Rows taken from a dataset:
○ ○ ○ ○ ○

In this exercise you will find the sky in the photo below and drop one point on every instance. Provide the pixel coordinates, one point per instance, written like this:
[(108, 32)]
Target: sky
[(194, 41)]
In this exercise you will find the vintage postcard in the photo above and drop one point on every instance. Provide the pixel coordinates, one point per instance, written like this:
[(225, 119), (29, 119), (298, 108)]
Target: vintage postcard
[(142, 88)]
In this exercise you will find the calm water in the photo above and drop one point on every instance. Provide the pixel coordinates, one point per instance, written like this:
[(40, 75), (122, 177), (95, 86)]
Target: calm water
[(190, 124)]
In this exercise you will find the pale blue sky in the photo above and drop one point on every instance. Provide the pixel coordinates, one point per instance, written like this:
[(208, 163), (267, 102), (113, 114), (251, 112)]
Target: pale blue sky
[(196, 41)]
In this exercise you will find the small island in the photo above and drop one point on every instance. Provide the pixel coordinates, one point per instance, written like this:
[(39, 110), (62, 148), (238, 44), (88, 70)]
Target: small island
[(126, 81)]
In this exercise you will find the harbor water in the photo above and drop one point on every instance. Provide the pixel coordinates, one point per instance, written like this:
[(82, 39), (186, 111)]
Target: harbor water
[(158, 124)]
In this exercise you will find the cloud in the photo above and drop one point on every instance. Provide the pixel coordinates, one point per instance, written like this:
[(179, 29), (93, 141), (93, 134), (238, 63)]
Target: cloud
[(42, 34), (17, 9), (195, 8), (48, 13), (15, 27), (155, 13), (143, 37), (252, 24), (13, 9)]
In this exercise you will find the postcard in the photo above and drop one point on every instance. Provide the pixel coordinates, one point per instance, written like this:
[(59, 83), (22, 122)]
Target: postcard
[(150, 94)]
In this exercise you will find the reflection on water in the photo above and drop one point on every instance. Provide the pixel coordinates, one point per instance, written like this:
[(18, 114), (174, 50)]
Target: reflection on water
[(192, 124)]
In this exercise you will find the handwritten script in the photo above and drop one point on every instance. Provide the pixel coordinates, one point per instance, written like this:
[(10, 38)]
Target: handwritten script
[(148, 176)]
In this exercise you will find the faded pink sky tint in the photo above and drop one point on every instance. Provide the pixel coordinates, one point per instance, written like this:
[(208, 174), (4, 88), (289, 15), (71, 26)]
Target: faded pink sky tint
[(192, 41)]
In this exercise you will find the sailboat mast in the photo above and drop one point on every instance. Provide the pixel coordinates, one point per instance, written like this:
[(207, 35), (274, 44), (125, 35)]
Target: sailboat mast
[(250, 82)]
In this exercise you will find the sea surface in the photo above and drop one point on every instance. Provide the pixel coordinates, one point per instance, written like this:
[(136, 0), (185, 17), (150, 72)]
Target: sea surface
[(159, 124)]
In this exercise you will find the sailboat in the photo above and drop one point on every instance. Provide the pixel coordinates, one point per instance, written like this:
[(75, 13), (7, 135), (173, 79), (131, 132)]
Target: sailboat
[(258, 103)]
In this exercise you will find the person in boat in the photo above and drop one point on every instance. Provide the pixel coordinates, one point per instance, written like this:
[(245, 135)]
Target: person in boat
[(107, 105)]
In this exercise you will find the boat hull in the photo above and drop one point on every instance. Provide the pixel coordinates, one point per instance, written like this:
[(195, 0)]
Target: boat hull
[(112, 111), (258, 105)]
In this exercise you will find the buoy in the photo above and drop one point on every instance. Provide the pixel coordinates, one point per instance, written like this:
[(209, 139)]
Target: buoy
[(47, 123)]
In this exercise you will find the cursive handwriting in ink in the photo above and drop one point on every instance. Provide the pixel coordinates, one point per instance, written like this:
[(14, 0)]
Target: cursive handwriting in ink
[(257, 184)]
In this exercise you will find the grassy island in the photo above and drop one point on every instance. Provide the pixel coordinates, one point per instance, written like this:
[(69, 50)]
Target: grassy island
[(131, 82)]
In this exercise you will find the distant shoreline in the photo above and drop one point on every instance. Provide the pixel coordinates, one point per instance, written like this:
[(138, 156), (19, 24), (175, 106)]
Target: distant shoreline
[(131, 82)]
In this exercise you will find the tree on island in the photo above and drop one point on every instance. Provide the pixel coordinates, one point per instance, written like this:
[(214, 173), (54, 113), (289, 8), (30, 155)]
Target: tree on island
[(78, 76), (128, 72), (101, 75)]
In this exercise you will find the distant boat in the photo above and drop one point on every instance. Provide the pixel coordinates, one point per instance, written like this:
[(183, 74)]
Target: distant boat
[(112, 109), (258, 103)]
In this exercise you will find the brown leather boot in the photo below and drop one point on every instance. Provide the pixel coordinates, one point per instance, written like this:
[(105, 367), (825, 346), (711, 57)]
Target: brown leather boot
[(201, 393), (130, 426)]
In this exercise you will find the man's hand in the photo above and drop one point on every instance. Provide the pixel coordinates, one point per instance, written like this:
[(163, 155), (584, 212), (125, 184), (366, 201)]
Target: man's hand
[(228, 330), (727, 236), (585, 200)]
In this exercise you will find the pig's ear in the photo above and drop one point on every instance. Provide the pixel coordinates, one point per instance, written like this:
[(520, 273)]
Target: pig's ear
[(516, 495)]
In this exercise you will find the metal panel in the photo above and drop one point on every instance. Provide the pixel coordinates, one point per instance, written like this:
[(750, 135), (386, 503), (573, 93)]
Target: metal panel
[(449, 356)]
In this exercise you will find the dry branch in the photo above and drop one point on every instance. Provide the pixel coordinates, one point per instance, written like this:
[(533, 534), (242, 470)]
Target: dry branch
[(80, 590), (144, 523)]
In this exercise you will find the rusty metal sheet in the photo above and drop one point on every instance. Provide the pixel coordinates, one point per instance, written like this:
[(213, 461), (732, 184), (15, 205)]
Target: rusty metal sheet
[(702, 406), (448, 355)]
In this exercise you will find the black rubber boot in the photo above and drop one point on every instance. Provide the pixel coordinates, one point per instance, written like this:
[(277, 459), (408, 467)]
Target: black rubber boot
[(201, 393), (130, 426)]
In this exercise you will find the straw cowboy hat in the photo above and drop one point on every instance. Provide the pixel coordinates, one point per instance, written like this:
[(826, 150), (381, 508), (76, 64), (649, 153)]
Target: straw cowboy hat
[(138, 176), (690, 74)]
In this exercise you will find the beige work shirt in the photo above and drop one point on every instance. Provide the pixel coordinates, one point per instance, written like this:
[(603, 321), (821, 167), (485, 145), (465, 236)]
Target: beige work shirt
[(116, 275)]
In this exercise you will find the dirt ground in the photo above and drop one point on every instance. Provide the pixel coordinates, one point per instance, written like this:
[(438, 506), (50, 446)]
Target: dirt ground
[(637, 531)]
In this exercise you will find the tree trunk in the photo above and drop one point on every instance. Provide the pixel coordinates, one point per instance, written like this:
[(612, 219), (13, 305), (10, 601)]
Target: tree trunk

○ ○ ○ ○ ○

Turn all of the data above into a JSON array of strings with one string per line, leaving out any blank lines.

TASK ANSWER »
[
  "In this exercise you will find the sky in the photo below and drop one point on every instance. Provide the pixel coordinates, one point per instance, written like this:",
  "[(108, 32)]",
  "Target: sky",
  "[(194, 41)]",
  "In this exercise you will find the vintage postcard in the photo above and drop one point on every instance. Provide the pixel coordinates, one point per instance, written like this:",
  "[(225, 119), (29, 119), (298, 108)]",
  "Target: vintage postcard",
  "[(142, 88)]",
  "In this exercise you will find the calm water in the photo above and drop one point on every instance. Provide the pixel coordinates, one point per instance, written like this:",
  "[(40, 75), (122, 177), (95, 86)]",
  "Target: calm water",
  "[(190, 124)]",
  "In this exercise you will find the pale blue sky in the photo above and drop one point on every instance. Provide the pixel coordinates, one point per instance, written like this:",
  "[(208, 163), (267, 102), (113, 114), (251, 112)]",
  "Target: pale blue sky",
  "[(196, 41)]",
  "In this exercise you will find the small island in the photo above and drop one point on every instance. Provide the pixel coordinates, one point per instance, written like this:",
  "[(39, 110), (62, 148), (238, 44), (88, 70)]",
  "Target: small island",
  "[(126, 81)]",
  "In this exercise you will find the harbor water in the photo above and drop one point on every instance. Provide the pixel coordinates, one point per instance, written like this:",
  "[(82, 39), (186, 111)]",
  "Target: harbor water",
  "[(158, 124)]",
  "In this exercise you will find the cloud in the photo above and drop one point on every instance. Provide the pixel coordinates, one point per instance, written like this:",
  "[(179, 29), (93, 141), (93, 134), (238, 63)]",
  "Target: cloud",
  "[(42, 34), (17, 9), (195, 8), (48, 13), (15, 27), (155, 13), (143, 37), (252, 24), (13, 9)]",
  "In this exercise you will find the postcard in the photo above and drop one point on every instance. Provide the pixel coordinates, one point per instance, written like this:",
  "[(59, 83), (22, 122)]",
  "Target: postcard",
  "[(150, 94)]",
  "In this exercise you will find the reflection on water in the photo above and drop one point on every instance. Provide the pixel coordinates, one point per instance, written like this:",
  "[(18, 114), (174, 50)]",
  "Target: reflection on water",
  "[(192, 124)]",
  "In this exercise you will find the handwritten script in the photo above and drop one point on every instance. Provide the pixel coordinates, one point per instance, written like this:",
  "[(10, 38)]",
  "Target: handwritten script",
  "[(148, 176)]",
  "In this exercise you will find the faded pink sky tint in the photo above and drop one point on every instance. Provide the pixel coordinates, one point per instance, written like this:",
  "[(208, 174), (4, 88), (289, 15), (71, 26)]",
  "Target: faded pink sky tint",
  "[(192, 41)]",
  "In this exercise you will find the sailboat mast in the photo above and drop one point on every instance. Provide the pixel coordinates, one point per instance, written like this:",
  "[(207, 35), (274, 44), (125, 35)]",
  "Target: sailboat mast",
  "[(250, 82)]",
  "In this exercise you will find the sea surface in the photo above and drop one point on every instance. Provide the pixel coordinates, one point per instance, written like this:",
  "[(136, 0), (185, 17), (150, 72)]",
  "Target: sea surface",
  "[(159, 124)]",
  "In this exercise you will find the sailboat in the photo above and drop one point on every instance. Provide the pixel coordinates, one point per instance, written like this:",
  "[(75, 13), (7, 135), (173, 79), (131, 132)]",
  "Target: sailboat",
  "[(258, 103)]",
  "In this exercise you will find the person in boat in the photo above and drop one point on every instance. Provide the pixel coordinates, one point per instance, written like this:",
  "[(245, 135)]",
  "Target: person in boat",
  "[(107, 105)]",
  "In this exercise you will find the boat hull in the photo above and drop one point on every instance. Provide the pixel coordinates, one point per instance, written like this:",
  "[(195, 0)]",
  "Target: boat hull",
  "[(112, 111), (258, 105)]",
  "In this exercise you will find the buoy in the photo above and drop one point on every instance. Provide the pixel coordinates, one point per instance, written like this:",
  "[(209, 139)]",
  "Target: buoy",
  "[(47, 123)]",
  "In this exercise you will find the cursive handwriting in ink in the photo above and drop one point on every instance. Provide the pixel coordinates, one point per instance, written like this:",
  "[(14, 0)]",
  "Target: cursive handwriting in ink",
  "[(257, 184)]",
  "In this exercise you will find the grassy island in the photo above and drop one point on every instance. Provide the pixel coordinates, one point per instance, written like this:",
  "[(69, 50)]",
  "Target: grassy island",
  "[(131, 82)]",
  "In this exercise you will find the distant shoreline in the photo above and drop one point on every instance. Provide the pixel coordinates, one point per instance, written like this:",
  "[(138, 156), (19, 24), (175, 106)]",
  "Target: distant shoreline",
  "[(131, 82)]",
  "In this exercise you will find the tree on island in the photo above and drop one point on every instance. Provide the pixel coordinates, one point per instance, written like this:",
  "[(214, 173), (54, 113), (289, 8), (30, 155)]",
  "Target: tree on island",
  "[(78, 76), (128, 72), (101, 75)]",
  "In this exercise you will find the distant boat in the photo above and drop one point on every instance. Provide the pixel coordinates, one point per instance, written like this:",
  "[(183, 74)]",
  "Target: distant boat",
  "[(112, 109), (258, 103)]",
  "In this exercise you will find the brown leather boot in the photo below and drop one point on every instance. Provide the pixel coordinates, one point per instance, written like this:",
  "[(105, 367), (825, 346), (711, 57)]",
  "Target: brown leather boot",
  "[(201, 393), (130, 426)]",
  "In this exercise you will find the man's hand in the photo above and drop one point on every instance. Provide the pixel coordinates, one point per instance, written like this:",
  "[(163, 155), (584, 212), (125, 184), (366, 201)]",
  "Target: man's hand",
  "[(228, 330), (727, 236), (585, 200)]",
  "In this exercise you will find the pig's ear in the photo above and drop one point on every instance. Provide the pixel coordinates, one point per instance, written like this:",
  "[(520, 273)]",
  "Target: pig's ear",
  "[(516, 495)]",
  "In this exercise you will find the metal panel in the photo above and drop one point on every instance. Provide the pixel coordinates, one point per instance, written like this:",
  "[(750, 135), (386, 503), (573, 93)]",
  "Target: metal panel",
  "[(449, 356)]",
  "In this exercise you will find the dry branch in the photo above and drop one point on every instance. Provide the pixel coordinates, one point per instance, written like this:",
  "[(533, 534), (242, 470)]",
  "Target: dry branch",
  "[(80, 590), (144, 523)]",
  "In this exercise you will find the rusty metal sheet in the photo above and drop one point on every instance. Provide the pixel coordinates, one point per instance, written like this:",
  "[(213, 461), (732, 184), (15, 205)]",
  "Target: rusty metal sheet",
  "[(702, 406), (448, 355)]",
  "In this exercise you will find the black rubber boot in the photo above and drop one point on every instance. Provide the pixel coordinates, one point per instance, written like this:",
  "[(277, 459), (408, 467)]",
  "Target: black rubber boot",
  "[(201, 393), (130, 426)]",
  "In this exercise you will find the straw cowboy hat in the photo above and drop one point on every instance. Provide the pixel coordinates, one point per instance, written like this:",
  "[(826, 150), (381, 508), (76, 64), (649, 153)]",
  "Target: straw cowboy hat",
  "[(138, 176), (690, 74)]",
  "In this exercise you will find the beige work shirt in the photo above and drop one point on every instance. Provide the pixel coordinates, one point per instance, written like this:",
  "[(603, 321), (821, 167), (485, 145), (465, 236)]",
  "Target: beige work shirt",
  "[(116, 275)]",
  "In this exercise you will find the dirt ground in the photo above and drop one point on every instance. Provide the pixel coordinates, one point per instance, written like this:",
  "[(438, 506), (50, 446)]",
  "Target: dirt ground",
  "[(637, 531)]",
  "In this exercise you will find the tree trunk in the photo above and drop one point on every instance. Provide the pixel coordinates, one point per instance, written like this:",
  "[(612, 219), (13, 305), (10, 601)]",
  "Target: tree trunk"
]